Pointing records for named objects:
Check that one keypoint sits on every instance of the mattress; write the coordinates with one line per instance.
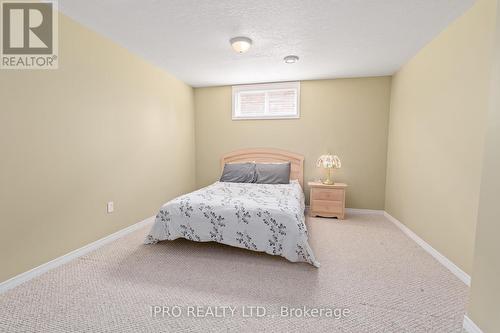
(258, 217)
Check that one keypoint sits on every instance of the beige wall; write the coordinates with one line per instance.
(436, 133)
(104, 126)
(348, 117)
(484, 306)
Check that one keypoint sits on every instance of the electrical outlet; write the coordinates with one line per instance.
(111, 207)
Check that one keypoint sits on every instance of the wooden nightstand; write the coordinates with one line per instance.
(327, 200)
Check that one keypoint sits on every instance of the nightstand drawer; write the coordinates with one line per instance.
(328, 194)
(327, 206)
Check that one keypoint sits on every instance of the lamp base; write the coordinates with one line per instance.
(328, 180)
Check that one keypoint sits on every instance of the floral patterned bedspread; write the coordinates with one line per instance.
(258, 217)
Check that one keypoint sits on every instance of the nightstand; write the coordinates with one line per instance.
(327, 200)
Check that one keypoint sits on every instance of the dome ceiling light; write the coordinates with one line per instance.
(240, 44)
(291, 59)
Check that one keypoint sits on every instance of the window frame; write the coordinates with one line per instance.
(265, 87)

Aim of the task: Convert the items above into a JSON list of strings, with one string per line and no blank lines. Leave the pictures out of the result.

Solution for this exercise:
[
  "Check that one keypoint sits on every instance of the mattress; write the coordinates with one line per instance.",
  "(258, 217)",
  "Check that one keypoint sits on every instance of the beige wall; write the coordinates with one line per instance.",
  "(436, 133)",
  "(104, 126)",
  "(348, 117)",
  "(484, 306)",
  "Check that one keypoint sits on every instance of the electrical outlet; write the coordinates with one line per instance.",
  "(111, 207)",
  "Check that one keypoint sits on every instance of the wooden nightstand; write the coordinates with one line per instance.",
  "(327, 200)",
  "Check that one keypoint sits on every instance of the nightstand drawer; write the coordinates with one line per instance.",
  "(328, 194)",
  "(327, 206)",
  "Check that one keypoint sits on every instance of the lamp base; write the coordinates with one line per instance.",
  "(328, 180)",
  "Check that one keypoint sits on every instance of the floral patterned bedspread; write the coordinates with one line per instance.",
  "(258, 217)",
  "Check that one keypoint sits on every instance of the nightstand; write the coordinates with one line per instance.",
  "(327, 200)",
  "Check that one keypoint sits on every instance of the dome ceiling light; write the coordinates with one line per instance.",
  "(240, 44)",
  "(291, 59)",
  "Check that one keypoint sits on every instance of the window frame; write the coordinates with one line per instance.",
  "(265, 87)"
]